**EXTRACT PROVIDED:**

....

Roemer will be 68 on Oct. 4 and is a Type 1 diabetic. He has had heart surgery but appears slim and fit and tireless.
“Watch me,” he says. “I can do this.”
By “this” he means raise enough money (he figures $100 million for the nomination, $500 million against “Obama's billion'' in the general) to win.
“Last week, I raised $35,600 at an average donation of $42. That's the price of one ticket for an Obama fundraiser,'' he says with only slight exaggeration. He relies on the Internet (www.buddyroemer.com) for many donations.
He says he has started three banks, sold two, and currently employs 93 people in the Business First Bank, headquartered in Baton Rouge, La. It is a commercial bank doing much of its work electronically.
He believes he knows the problem with public education these days. He notes that his daughter runs a charter school system. His son is an elected education official at the state level.
Do we need a U.S. Department of Education? he is asked.
“In a word, no,” he says.
“I've seen the Department of Education. I have never seen a school board meeting there. School boards might not do everything right, but they involve the mothers and fathers.''
He thinks his GOP opponents and others mislabel Social Security.
“It is not a benefit. We are taxed for it,'' he says, arguing that a simple, gradual increase of the retirement age and a switch to a more realistic inflation factor would solve its problems.
Roemer has been out of politics for 20 years. Why run for President now?
“I'm worried,” he says. As a banker and businessman, he says, he worries that America may be failing.
So what does a banker know about foreign policy and defense?
“I know that it ties to the economy,” he replies. “You don't fight Iran militarily. You do so economically,'' he says, arguing that much of Iran's oil-based economy ends up in the United States. Identify products made with Iranian oil and ban them, he says.
Roemer concedes he knows little about the intricacies of our defense deployment. He would seek the advice and counsel of Gen. David Petraeus and others. He believes “we need a strong defense'' but says we shouldn't have the military involved in nation-building.
“We need to rebuild our own nation,” he says.
“We went into Afghanistan, accomplished our mission. Why are we still there?'' he asks.
“We went into Iraq, accomplished our mission by not finding weapons of mass destruction. Why are we still there?”
Roemer counts U.S. Sen. John McCain as a good friend. In the House, the two opposed Ronald Reagan's move to send a small force of U.S. Marines to Lebanon. After many Marines were killed in an explosion at their barracks, Reagan withdrew.
“I told (Reagan) he should either put in a larger force or none at all,” Roemer says.

....

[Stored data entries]
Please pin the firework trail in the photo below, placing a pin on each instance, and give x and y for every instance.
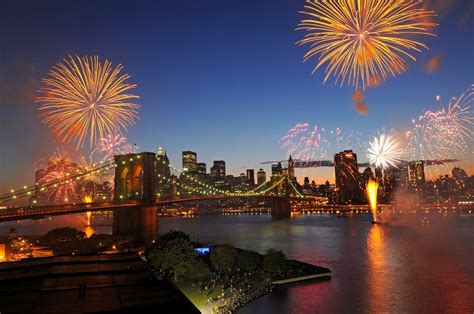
(384, 152)
(444, 133)
(364, 39)
(86, 99)
(309, 143)
(59, 168)
(112, 145)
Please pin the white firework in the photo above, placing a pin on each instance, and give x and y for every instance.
(112, 145)
(384, 152)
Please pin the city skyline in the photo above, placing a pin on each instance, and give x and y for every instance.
(165, 79)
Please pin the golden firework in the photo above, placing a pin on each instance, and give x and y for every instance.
(360, 40)
(84, 98)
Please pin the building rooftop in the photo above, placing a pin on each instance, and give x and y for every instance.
(115, 282)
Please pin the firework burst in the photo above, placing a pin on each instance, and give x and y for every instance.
(111, 145)
(444, 133)
(86, 99)
(384, 152)
(308, 143)
(364, 39)
(59, 169)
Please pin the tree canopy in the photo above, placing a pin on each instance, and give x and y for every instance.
(63, 235)
(172, 253)
(223, 256)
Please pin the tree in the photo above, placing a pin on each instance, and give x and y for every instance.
(65, 234)
(248, 260)
(172, 254)
(223, 256)
(200, 271)
(274, 261)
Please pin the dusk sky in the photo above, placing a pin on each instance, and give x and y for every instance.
(222, 78)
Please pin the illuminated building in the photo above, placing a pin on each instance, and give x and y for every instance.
(162, 163)
(261, 176)
(307, 189)
(291, 168)
(277, 169)
(164, 187)
(3, 254)
(459, 175)
(416, 175)
(347, 176)
(201, 168)
(250, 178)
(218, 169)
(189, 162)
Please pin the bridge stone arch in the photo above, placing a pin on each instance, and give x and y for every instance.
(135, 178)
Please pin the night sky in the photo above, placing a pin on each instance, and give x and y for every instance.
(223, 78)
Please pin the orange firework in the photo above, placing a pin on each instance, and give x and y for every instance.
(84, 98)
(361, 39)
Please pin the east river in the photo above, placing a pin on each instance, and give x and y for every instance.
(411, 263)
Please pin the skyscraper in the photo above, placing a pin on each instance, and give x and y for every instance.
(162, 163)
(251, 177)
(201, 168)
(347, 176)
(277, 169)
(261, 176)
(416, 175)
(218, 170)
(291, 168)
(189, 162)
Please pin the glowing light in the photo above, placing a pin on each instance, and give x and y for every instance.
(444, 133)
(84, 98)
(384, 152)
(307, 143)
(110, 146)
(361, 39)
(372, 189)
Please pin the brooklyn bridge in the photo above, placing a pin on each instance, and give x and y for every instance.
(135, 203)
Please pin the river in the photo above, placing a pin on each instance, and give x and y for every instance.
(410, 263)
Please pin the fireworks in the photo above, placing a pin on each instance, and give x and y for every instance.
(112, 145)
(444, 133)
(372, 190)
(59, 169)
(307, 143)
(364, 39)
(88, 184)
(384, 152)
(84, 98)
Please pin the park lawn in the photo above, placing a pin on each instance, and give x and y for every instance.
(199, 299)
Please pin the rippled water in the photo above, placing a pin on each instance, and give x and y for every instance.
(411, 263)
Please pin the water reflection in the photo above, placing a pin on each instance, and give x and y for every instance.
(378, 289)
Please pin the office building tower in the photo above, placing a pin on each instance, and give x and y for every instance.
(218, 170)
(347, 176)
(250, 178)
(189, 162)
(291, 168)
(416, 175)
(201, 168)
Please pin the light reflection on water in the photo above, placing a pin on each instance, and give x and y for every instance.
(404, 265)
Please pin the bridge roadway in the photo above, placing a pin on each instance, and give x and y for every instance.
(35, 212)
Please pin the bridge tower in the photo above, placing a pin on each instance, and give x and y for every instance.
(281, 206)
(135, 180)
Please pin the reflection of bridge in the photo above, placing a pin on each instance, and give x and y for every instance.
(135, 205)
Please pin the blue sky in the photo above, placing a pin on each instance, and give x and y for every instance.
(222, 78)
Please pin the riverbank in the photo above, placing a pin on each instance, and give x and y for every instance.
(225, 292)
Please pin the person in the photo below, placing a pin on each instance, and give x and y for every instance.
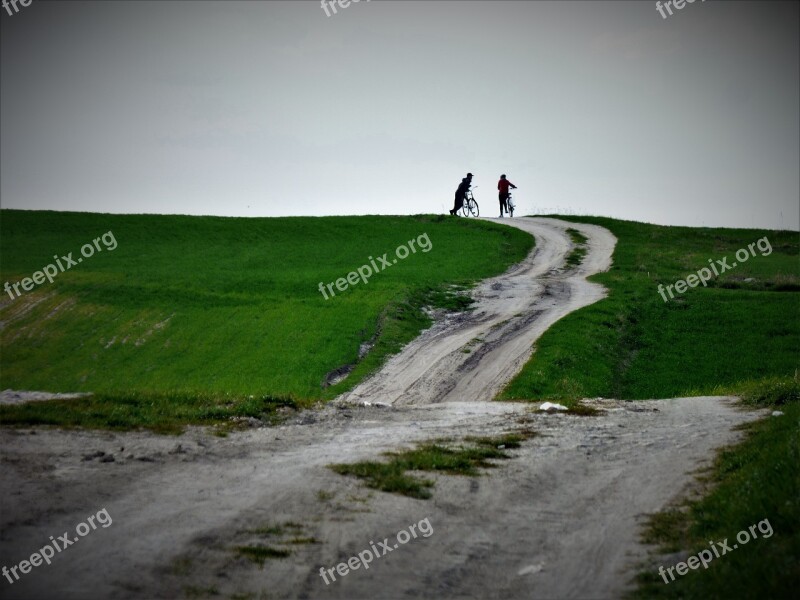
(503, 186)
(461, 192)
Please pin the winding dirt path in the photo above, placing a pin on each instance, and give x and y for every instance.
(560, 520)
(511, 312)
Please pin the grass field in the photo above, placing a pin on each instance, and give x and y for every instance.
(188, 317)
(633, 345)
(739, 335)
(754, 482)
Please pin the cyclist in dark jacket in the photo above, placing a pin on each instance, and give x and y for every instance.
(462, 190)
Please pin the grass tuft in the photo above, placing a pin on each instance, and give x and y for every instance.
(393, 476)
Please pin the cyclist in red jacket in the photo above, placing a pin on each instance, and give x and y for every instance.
(503, 186)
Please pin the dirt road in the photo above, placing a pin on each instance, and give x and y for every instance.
(559, 520)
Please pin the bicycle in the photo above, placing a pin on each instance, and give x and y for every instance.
(510, 204)
(470, 205)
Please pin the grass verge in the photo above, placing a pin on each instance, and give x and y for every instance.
(450, 459)
(750, 483)
(743, 327)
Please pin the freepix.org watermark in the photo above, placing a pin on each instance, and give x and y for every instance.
(8, 4)
(364, 272)
(704, 275)
(332, 4)
(720, 549)
(48, 551)
(678, 4)
(384, 547)
(50, 271)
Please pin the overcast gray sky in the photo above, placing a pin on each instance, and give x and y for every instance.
(273, 108)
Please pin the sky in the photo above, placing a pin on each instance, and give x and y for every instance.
(267, 108)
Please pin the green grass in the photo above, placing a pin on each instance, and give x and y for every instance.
(750, 482)
(633, 345)
(394, 477)
(190, 316)
(166, 413)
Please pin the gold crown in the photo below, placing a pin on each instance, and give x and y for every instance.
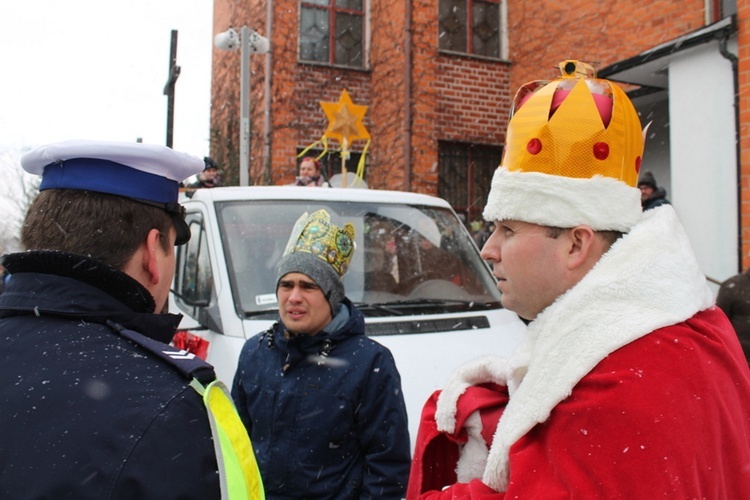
(316, 235)
(572, 140)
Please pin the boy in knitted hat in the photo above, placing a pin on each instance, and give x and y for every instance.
(323, 401)
(630, 382)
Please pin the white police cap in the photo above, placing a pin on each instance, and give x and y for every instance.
(146, 173)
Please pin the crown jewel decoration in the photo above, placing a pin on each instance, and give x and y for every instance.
(316, 235)
(576, 126)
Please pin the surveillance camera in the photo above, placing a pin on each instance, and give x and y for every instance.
(229, 40)
(258, 44)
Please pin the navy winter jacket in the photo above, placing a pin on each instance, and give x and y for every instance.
(325, 413)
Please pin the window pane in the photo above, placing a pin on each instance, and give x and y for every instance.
(486, 29)
(313, 38)
(349, 39)
(452, 25)
(349, 4)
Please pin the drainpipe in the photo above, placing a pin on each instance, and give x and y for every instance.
(267, 99)
(733, 60)
(407, 96)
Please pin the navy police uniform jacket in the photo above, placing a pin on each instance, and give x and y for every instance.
(84, 412)
(325, 413)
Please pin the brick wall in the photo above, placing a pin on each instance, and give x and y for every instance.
(456, 98)
(545, 33)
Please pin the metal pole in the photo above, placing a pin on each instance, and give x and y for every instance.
(245, 107)
(174, 73)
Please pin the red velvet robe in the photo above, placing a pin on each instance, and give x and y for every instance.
(665, 416)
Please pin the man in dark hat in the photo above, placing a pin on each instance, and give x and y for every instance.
(209, 177)
(95, 403)
(322, 401)
(652, 196)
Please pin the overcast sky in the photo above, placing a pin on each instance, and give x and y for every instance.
(96, 69)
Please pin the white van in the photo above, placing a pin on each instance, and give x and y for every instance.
(416, 275)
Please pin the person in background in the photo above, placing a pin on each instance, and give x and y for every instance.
(96, 404)
(629, 382)
(208, 178)
(310, 173)
(652, 196)
(322, 401)
(734, 300)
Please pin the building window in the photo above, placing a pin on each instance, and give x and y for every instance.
(332, 31)
(471, 27)
(465, 174)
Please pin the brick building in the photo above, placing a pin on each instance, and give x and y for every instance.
(438, 78)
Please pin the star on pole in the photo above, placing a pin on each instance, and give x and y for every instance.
(345, 120)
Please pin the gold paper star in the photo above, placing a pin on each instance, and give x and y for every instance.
(345, 120)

....

**ACTIVITY:** In the Roemer profile, what reason does Roemer give for confronting Iran economically instead of militarily, and what step does he propose? Answer in one to three sentences.

**REPLY:** Roemer argues that much of Iran's oil-based economy ends up in the United States, and he holds that foreign policy ties to the economy. He proposes identifying products made with Iranian oil and banning them.